Task to carry out: Present the lines from the beginning of the records through the line containing "234 204 L 238", both included, as a Markdown table with the columns Row and Line, one numbered row per line. Omit the pictures and any blank lines.
····················
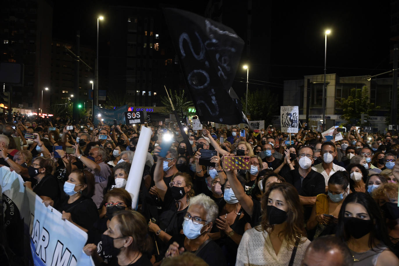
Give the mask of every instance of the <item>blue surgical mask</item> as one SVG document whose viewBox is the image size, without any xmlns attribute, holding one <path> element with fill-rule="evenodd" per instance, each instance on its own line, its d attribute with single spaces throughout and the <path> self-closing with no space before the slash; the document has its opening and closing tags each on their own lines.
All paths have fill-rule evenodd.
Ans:
<svg viewBox="0 0 399 266">
<path fill-rule="evenodd" d="M 272 156 L 272 151 L 267 150 L 263 151 L 263 154 L 265 154 L 265 156 L 267 157 L 270 157 Z"/>
<path fill-rule="evenodd" d="M 234 204 L 238 202 L 238 200 L 237 199 L 237 198 L 235 197 L 234 192 L 233 192 L 233 189 L 231 188 L 225 189 L 225 193 L 224 195 L 223 195 L 223 197 L 224 198 L 226 202 L 229 204 Z"/>
<path fill-rule="evenodd" d="M 201 229 L 203 226 L 200 223 L 194 225 L 191 219 L 185 220 L 183 221 L 183 233 L 189 239 L 195 239 L 201 235 Z"/>
<path fill-rule="evenodd" d="M 66 181 L 64 183 L 64 192 L 69 196 L 74 195 L 77 193 L 77 191 L 75 191 L 75 187 L 76 185 L 75 184 Z"/>
<path fill-rule="evenodd" d="M 170 168 L 170 167 L 168 165 L 169 164 L 169 163 L 166 161 L 164 161 L 163 166 L 164 171 L 166 172 L 167 171 L 169 170 Z"/>
<path fill-rule="evenodd" d="M 371 194 L 374 191 L 374 189 L 379 186 L 379 185 L 369 185 L 367 186 L 367 192 L 369 193 L 369 194 Z"/>
<path fill-rule="evenodd" d="M 388 169 L 392 169 L 395 166 L 395 162 L 388 162 L 387 163 L 385 163 L 385 167 Z"/>
<path fill-rule="evenodd" d="M 344 193 L 336 194 L 333 195 L 331 192 L 329 192 L 328 197 L 332 201 L 337 203 L 344 199 Z"/>
<path fill-rule="evenodd" d="M 209 170 L 209 175 L 212 179 L 215 179 L 215 177 L 217 176 L 217 171 L 215 168 L 211 169 Z"/>
</svg>

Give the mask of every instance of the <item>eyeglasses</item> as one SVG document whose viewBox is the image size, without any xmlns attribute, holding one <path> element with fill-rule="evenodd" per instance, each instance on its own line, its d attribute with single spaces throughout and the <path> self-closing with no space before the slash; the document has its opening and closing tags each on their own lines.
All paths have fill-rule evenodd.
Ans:
<svg viewBox="0 0 399 266">
<path fill-rule="evenodd" d="M 299 155 L 298 155 L 298 157 L 299 157 L 300 158 L 304 157 L 305 156 L 308 157 L 308 158 L 309 158 L 310 159 L 312 159 L 312 158 L 313 158 L 313 156 L 312 155 L 312 154 L 307 154 L 306 153 L 300 154 Z"/>
<path fill-rule="evenodd" d="M 110 207 L 112 207 L 114 206 L 116 206 L 117 207 L 121 207 L 122 206 L 124 206 L 126 205 L 126 203 L 124 202 L 117 202 L 116 203 L 114 203 L 113 202 L 108 202 L 105 203 L 105 207 L 107 208 L 109 208 Z"/>
<path fill-rule="evenodd" d="M 384 160 L 384 161 L 386 163 L 387 163 L 388 162 L 393 162 L 395 161 L 396 161 L 396 160 L 394 159 L 391 159 L 390 160 L 388 159 L 386 159 Z"/>
<path fill-rule="evenodd" d="M 180 187 L 180 186 L 184 184 L 185 185 L 185 184 L 184 184 L 184 183 L 183 183 L 181 181 L 176 181 L 176 182 L 171 182 L 170 183 L 169 183 L 169 187 L 172 187 L 173 186 L 176 185 L 176 187 Z"/>
<path fill-rule="evenodd" d="M 194 225 L 199 225 L 202 222 L 206 222 L 207 221 L 206 220 L 202 220 L 201 217 L 198 216 L 192 216 L 188 212 L 186 213 L 184 219 L 186 221 L 188 221 L 189 220 L 192 220 L 193 221 L 193 223 Z"/>
</svg>

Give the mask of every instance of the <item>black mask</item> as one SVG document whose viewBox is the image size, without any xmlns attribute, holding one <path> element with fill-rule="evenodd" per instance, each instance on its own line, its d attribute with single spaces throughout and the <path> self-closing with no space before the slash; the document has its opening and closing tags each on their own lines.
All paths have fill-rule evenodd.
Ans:
<svg viewBox="0 0 399 266">
<path fill-rule="evenodd" d="M 271 205 L 268 205 L 266 210 L 271 225 L 280 225 L 287 220 L 287 213 L 282 210 Z"/>
<path fill-rule="evenodd" d="M 348 233 L 358 239 L 370 233 L 373 228 L 373 222 L 371 220 L 344 217 L 344 226 Z"/>
<path fill-rule="evenodd" d="M 397 203 L 386 202 L 381 206 L 381 209 L 384 212 L 385 218 L 389 220 L 399 219 L 399 207 Z"/>
<path fill-rule="evenodd" d="M 236 155 L 237 156 L 244 156 L 245 155 L 245 151 L 243 150 L 239 149 L 237 150 Z"/>
<path fill-rule="evenodd" d="M 36 168 L 33 166 L 29 166 L 28 167 L 28 172 L 29 176 L 34 177 L 39 174 L 39 169 L 40 168 Z"/>
<path fill-rule="evenodd" d="M 107 207 L 107 217 L 108 217 L 108 220 L 111 220 L 114 215 L 118 211 L 123 211 L 126 208 L 124 206 L 115 206 L 114 205 L 112 207 Z"/>
<path fill-rule="evenodd" d="M 113 256 L 116 256 L 120 252 L 120 249 L 123 247 L 122 246 L 119 248 L 115 248 L 114 246 L 114 240 L 119 238 L 126 237 L 126 236 L 121 236 L 115 238 L 113 238 L 109 236 L 103 234 L 101 235 L 101 241 L 103 245 L 103 249 L 104 253 L 107 255 L 111 255 Z"/>
<path fill-rule="evenodd" d="M 186 195 L 184 187 L 179 187 L 174 186 L 170 188 L 170 192 L 172 193 L 172 197 L 176 201 L 182 199 Z"/>
<path fill-rule="evenodd" d="M 79 146 L 83 147 L 86 145 L 86 142 L 84 140 L 79 140 Z"/>
<path fill-rule="evenodd" d="M 186 149 L 181 148 L 180 147 L 177 148 L 177 152 L 179 154 L 184 154 L 186 153 Z"/>
<path fill-rule="evenodd" d="M 186 164 L 178 164 L 176 165 L 176 168 L 179 172 L 187 172 L 187 165 Z"/>
</svg>

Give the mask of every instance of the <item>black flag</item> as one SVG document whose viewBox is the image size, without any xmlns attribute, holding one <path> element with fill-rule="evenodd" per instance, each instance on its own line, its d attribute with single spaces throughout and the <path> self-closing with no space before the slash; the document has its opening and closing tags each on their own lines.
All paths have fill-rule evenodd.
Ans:
<svg viewBox="0 0 399 266">
<path fill-rule="evenodd" d="M 164 12 L 200 119 L 241 123 L 242 107 L 229 91 L 244 41 L 231 29 L 194 13 L 175 8 Z"/>
</svg>

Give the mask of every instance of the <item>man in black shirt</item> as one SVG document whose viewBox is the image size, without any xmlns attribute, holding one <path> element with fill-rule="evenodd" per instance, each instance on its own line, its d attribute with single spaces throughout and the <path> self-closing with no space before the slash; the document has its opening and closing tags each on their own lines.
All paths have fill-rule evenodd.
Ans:
<svg viewBox="0 0 399 266">
<path fill-rule="evenodd" d="M 316 197 L 325 192 L 324 177 L 312 169 L 313 162 L 313 150 L 310 148 L 302 146 L 298 152 L 299 167 L 291 170 L 284 177 L 286 181 L 294 185 L 298 194 L 301 204 L 304 205 L 305 219 L 310 215 L 312 208 L 316 202 Z"/>
</svg>

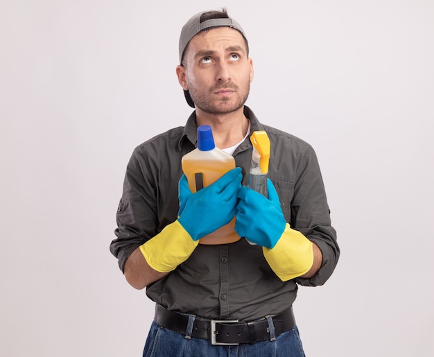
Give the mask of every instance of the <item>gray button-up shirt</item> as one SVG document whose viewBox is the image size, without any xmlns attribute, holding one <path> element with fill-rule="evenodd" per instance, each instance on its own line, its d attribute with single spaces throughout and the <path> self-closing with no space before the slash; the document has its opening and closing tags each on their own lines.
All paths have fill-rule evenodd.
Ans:
<svg viewBox="0 0 434 357">
<path fill-rule="evenodd" d="M 297 284 L 323 284 L 338 262 L 339 247 L 312 147 L 282 131 L 261 125 L 248 107 L 251 132 L 265 130 L 271 143 L 268 177 L 292 228 L 315 242 L 322 265 L 310 279 L 281 281 L 263 257 L 262 247 L 244 238 L 221 245 L 200 244 L 174 271 L 146 288 L 155 302 L 186 313 L 214 319 L 248 321 L 278 313 L 291 306 Z M 197 145 L 196 113 L 185 127 L 157 135 L 139 146 L 128 163 L 116 216 L 117 238 L 110 251 L 123 271 L 130 254 L 177 219 L 181 158 Z M 248 184 L 252 143 L 246 139 L 235 150 L 236 166 Z"/>
</svg>

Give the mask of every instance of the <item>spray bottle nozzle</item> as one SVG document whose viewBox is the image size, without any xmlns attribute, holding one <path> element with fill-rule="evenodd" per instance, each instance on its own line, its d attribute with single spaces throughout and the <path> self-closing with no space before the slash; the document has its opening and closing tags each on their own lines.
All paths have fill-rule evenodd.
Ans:
<svg viewBox="0 0 434 357">
<path fill-rule="evenodd" d="M 264 130 L 253 132 L 250 136 L 250 141 L 253 148 L 259 154 L 259 167 L 262 173 L 268 172 L 268 162 L 270 161 L 270 139 Z"/>
</svg>

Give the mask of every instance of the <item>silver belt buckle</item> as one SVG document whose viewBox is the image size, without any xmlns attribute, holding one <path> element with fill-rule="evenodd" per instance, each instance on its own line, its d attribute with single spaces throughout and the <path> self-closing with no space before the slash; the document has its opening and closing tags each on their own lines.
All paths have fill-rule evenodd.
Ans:
<svg viewBox="0 0 434 357">
<path fill-rule="evenodd" d="M 238 320 L 211 320 L 211 344 L 216 346 L 236 346 L 239 343 L 223 343 L 216 341 L 218 332 L 216 331 L 216 324 L 236 324 Z"/>
</svg>

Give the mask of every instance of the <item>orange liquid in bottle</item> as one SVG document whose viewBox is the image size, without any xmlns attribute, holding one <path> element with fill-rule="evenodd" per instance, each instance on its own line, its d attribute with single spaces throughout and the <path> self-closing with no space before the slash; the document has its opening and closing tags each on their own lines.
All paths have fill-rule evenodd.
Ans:
<svg viewBox="0 0 434 357">
<path fill-rule="evenodd" d="M 235 159 L 218 148 L 208 151 L 195 149 L 185 155 L 182 161 L 182 171 L 187 177 L 191 192 L 196 192 L 222 177 L 229 170 L 235 168 Z M 203 185 L 200 183 L 200 177 Z M 196 180 L 198 179 L 198 180 Z M 200 217 L 198 217 L 200 220 Z M 210 233 L 199 240 L 200 244 L 226 244 L 240 239 L 235 232 L 235 217 L 227 225 Z"/>
</svg>

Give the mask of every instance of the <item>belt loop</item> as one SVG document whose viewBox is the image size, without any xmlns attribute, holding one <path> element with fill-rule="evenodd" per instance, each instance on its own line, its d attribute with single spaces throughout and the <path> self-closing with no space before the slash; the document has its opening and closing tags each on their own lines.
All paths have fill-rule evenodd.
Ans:
<svg viewBox="0 0 434 357">
<path fill-rule="evenodd" d="M 185 338 L 187 338 L 188 340 L 191 339 L 191 334 L 193 333 L 193 325 L 194 324 L 194 320 L 196 318 L 196 315 L 189 315 L 189 322 L 187 323 L 187 329 L 186 329 L 186 331 L 185 331 Z"/>
<path fill-rule="evenodd" d="M 276 331 L 275 331 L 275 324 L 272 322 L 272 317 L 270 315 L 266 316 L 267 322 L 268 322 L 268 328 L 267 332 L 270 333 L 270 340 L 274 341 L 276 340 Z"/>
</svg>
····················
Solved problem:
| Row | Line |
|---|---|
| 1 | Give the mask of every instance of the <item>blue surgical mask</item> as one SVG document whose viewBox is the image size, without any xmlns attribute, holding one <path> element with fill-rule="evenodd" per instance, each instance on its own line, its d attribute with single spaces throughout and the <path> self-closing with no space before the slash; the document has its opening and closing tags each on their own lines. |
| 2 | All paths have fill-rule evenodd. |
| 3 | Ans: |
| 4 | <svg viewBox="0 0 399 266"> |
| 5 | <path fill-rule="evenodd" d="M 272 156 L 272 151 L 267 150 L 263 151 L 263 154 L 265 154 L 265 156 L 267 157 L 270 157 Z"/> |
| 6 | <path fill-rule="evenodd" d="M 234 204 L 238 202 L 238 200 L 237 199 L 237 198 L 235 197 L 234 192 L 233 192 L 233 189 L 231 188 L 225 189 L 225 193 L 224 195 L 223 195 L 223 197 L 224 198 L 226 202 L 229 204 Z"/> |